Villeneuve’s adaptation of the first half of Frank Herbert’s classic sci-fi novel might have been the Sicario and Arrival director’s dream project, but the difficulty in adapting such a dense, revered work–combined with the fact it would only tell half the story–meant there was no guarantee that the film would succeed, either artistically or commercially.
But we shouldn’t have worried. Dune was a hugely impressive achievement, that went far beyond the previous two screen adaptations (David Lynch’s 1984 movie and the 2000 SyFy mini-series) in bringing Herbert’s groundbreaking and hugely influential vision to life.
The movie looked and sounded incredible–which might not be surprising given what Villeneuve similarly achieved with his previous movie, Blade Runner 2049. But that was a film that used Ridley Scott’s original as a visual and sonic template. Dune, while obviously based on what Herbert had created in his book, allowed Villeneuve to craft his own world of desert planets, rival families, mysterious cults, deadly assassins, intergalactic political intrigue, sandworms, and rare narcotics. The scale of the movie was immense, the production design often jaw-dropping, and the sound design–especially if you saw the movie in a theater–was teeth-rattlingly loud, deep, and immersive.
Of course, none of the technical achievements would have mattered if Dune: Part One didn’t also work on a story level. On the face of it, the movie had an instant disadvantage–Villeneuve was only adapting the first half of Herbert’s novel, meaning the traditional narrative arc we would expect was absent. And undoubtedly, some viewers were left disappointed by the way the film ends–especially since the second movie wasn’t initially announced.
However, the decision to split the book in half was clearly the right one in terms of developing the characters and storyline. Whereas Lynch’s film raced through much of the book’s first half to get to the more eventful sequences, Villeneuve and co-writers Jon Spaihts and Eric Roth were able to build the relationships between the characters, as well as establish the political landscape and the conflict between the Houses of Atreides and Harkonnen and the Padishah Emperors who rule over the galaxy.

# Dataset rows
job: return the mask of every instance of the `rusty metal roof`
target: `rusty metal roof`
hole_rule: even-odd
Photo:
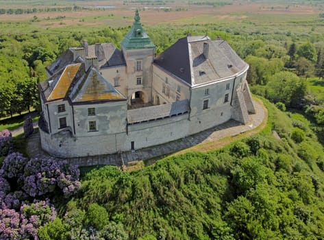
[[[68,65],[63,71],[58,81],[52,84],[55,84],[49,96],[47,98],[47,101],[52,101],[64,98],[68,93],[68,88],[72,81],[81,67],[81,63]],[[51,85],[51,83],[49,83]]]
[[[94,68],[78,81],[71,98],[76,103],[126,99]]]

# Short task
In the Dune review above, retype the part starting with "Villeneuve’s adaptation of" and going on through "vision to life." without changing a word.

# Solution to the problem
Villeneuve’s adaptation of the first half of Frank Herbert’s classic sci-fi novel might have been the Sicario and Arrival director’s dream project, but the difficulty in adapting such a dense, revered work–combined with the fact it would only tell half the story–meant there was no guarantee that the film would succeed, either artistically or commercially.
But we shouldn’t have worried. Dune was a hugely impressive achievement, that went far beyond the previous two screen adaptations (David Lynch’s 1984 movie and the 2000 SyFy mini-series) in bringing Herbert’s groundbreaking and hugely influential vision to life.